§ Task:
Repeat every line of the data below without changing a single character.

§ Rows:
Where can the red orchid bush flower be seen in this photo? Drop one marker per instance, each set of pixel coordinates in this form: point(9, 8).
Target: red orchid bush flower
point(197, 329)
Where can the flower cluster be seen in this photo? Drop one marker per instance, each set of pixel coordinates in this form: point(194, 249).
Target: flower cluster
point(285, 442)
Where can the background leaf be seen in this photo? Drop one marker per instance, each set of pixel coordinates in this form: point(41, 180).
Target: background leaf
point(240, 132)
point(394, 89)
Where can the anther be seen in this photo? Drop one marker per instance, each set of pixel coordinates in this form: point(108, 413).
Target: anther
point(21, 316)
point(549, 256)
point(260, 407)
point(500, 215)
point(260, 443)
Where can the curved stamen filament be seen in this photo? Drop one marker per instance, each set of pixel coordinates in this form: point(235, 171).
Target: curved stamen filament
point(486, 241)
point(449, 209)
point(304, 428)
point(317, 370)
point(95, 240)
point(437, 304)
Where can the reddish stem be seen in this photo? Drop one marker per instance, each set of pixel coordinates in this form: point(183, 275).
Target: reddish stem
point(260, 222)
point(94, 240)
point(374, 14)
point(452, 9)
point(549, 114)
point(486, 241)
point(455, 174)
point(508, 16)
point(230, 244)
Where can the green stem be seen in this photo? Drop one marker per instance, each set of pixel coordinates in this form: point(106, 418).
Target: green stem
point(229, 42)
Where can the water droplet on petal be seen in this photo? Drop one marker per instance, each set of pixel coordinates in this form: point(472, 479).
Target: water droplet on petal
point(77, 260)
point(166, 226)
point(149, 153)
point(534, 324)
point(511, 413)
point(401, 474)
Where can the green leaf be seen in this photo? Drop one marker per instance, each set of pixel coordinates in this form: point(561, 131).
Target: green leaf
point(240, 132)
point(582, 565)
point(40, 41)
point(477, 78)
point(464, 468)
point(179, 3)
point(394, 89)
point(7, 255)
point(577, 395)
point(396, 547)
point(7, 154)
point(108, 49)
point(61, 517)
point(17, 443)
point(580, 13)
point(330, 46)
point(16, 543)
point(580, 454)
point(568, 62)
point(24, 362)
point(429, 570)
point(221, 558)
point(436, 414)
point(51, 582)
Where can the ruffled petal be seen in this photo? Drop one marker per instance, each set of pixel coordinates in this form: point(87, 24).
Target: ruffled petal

§ Written response:
Where can the red orchid bush flower be seen in this photo? Drop one marker per instance, each set of pixel coordinates in this form: point(9, 8).
Target: red orchid bush flower
point(197, 329)
Where can the flower cluster be seen in this photo? Drop one marker per instance, each set of pixel coordinates in this form: point(194, 249).
Target: flower cluster
point(285, 442)
Where can the background leaf be seen in this photo? Drop one marker per instance, each set of pixel coordinates in this form: point(41, 180).
Target: background leaf
point(240, 132)
point(394, 89)
Where can the anther be seen in this photo? Drop one marker per instance, each set of pixel coordinates in this form: point(108, 413).
Target: anther
point(21, 316)
point(549, 256)
point(260, 407)
point(500, 215)
point(260, 443)
Where can the curved stamen filament be seen in this photo? Drop one marker per instance, each set of pixel coordinates in this form: point(235, 171).
Target: curved stamen filament
point(486, 241)
point(449, 209)
point(304, 428)
point(317, 370)
point(95, 240)
point(437, 304)
Where can the reddish stem be seen in this photo? Drop one marker per instance, each set of pixel coordinates in this form: point(183, 275).
Target: reddish stem
point(260, 222)
point(94, 240)
point(374, 14)
point(452, 9)
point(549, 114)
point(486, 241)
point(455, 174)
point(508, 16)
point(230, 244)
Where can the green stem be seen in this photo? Drop one marker per instance, each set of pixel coordinates in this form: point(106, 418).
Target: green stem
point(229, 42)
Where can the water droplet on petal be seen in this photo? Drop one marker per instance, each set of pixel coordinates in this form: point(472, 479).
Target: water droplet on petal
point(77, 260)
point(166, 226)
point(149, 153)
point(534, 324)
point(511, 413)
point(401, 474)
Where can the green leaf be seen in this photo? Drop one marker per instance, each set of pixel coordinates in this form: point(561, 131).
Target: green leaf
point(240, 132)
point(582, 565)
point(40, 41)
point(477, 78)
point(464, 468)
point(179, 3)
point(394, 89)
point(7, 255)
point(577, 395)
point(396, 547)
point(7, 154)
point(108, 49)
point(61, 517)
point(17, 443)
point(580, 13)
point(330, 46)
point(16, 543)
point(580, 454)
point(568, 62)
point(24, 362)
point(429, 570)
point(221, 558)
point(436, 414)
point(51, 582)
Where can the ruffled petal be seen in this photo? Drop one marker per instance, each set of pixel coordinates in this form: point(87, 24).
Target: ruffled petal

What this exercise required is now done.